(Directive): In the material below, state how many lines contain the string "branch". Give only the number.

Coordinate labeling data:
■ ■ ■

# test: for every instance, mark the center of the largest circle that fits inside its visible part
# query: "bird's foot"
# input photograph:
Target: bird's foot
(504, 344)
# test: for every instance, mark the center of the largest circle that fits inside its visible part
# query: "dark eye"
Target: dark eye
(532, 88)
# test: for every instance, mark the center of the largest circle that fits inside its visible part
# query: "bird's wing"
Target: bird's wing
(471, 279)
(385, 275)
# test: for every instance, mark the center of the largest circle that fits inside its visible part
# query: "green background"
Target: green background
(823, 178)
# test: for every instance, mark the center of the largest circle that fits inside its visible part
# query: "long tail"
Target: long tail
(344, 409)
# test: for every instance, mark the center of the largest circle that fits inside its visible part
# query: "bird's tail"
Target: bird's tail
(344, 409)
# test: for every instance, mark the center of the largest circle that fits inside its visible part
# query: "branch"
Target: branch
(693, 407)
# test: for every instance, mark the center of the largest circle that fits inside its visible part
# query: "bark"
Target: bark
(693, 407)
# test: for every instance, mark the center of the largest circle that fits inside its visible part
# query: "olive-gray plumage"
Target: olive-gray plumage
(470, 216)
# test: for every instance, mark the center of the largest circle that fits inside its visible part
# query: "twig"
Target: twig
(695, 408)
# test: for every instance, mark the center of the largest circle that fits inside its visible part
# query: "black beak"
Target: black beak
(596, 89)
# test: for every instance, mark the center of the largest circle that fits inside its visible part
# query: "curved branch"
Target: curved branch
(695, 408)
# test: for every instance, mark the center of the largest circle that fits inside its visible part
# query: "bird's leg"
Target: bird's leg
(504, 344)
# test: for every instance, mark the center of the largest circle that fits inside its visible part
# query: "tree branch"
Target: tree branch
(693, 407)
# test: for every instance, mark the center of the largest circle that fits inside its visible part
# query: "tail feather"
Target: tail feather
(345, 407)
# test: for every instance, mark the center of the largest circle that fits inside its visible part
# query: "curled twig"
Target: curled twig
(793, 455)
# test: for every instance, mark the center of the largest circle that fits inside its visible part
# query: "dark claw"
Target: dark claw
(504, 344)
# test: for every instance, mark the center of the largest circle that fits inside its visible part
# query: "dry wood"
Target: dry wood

■ ■ ■

(Correct output): 6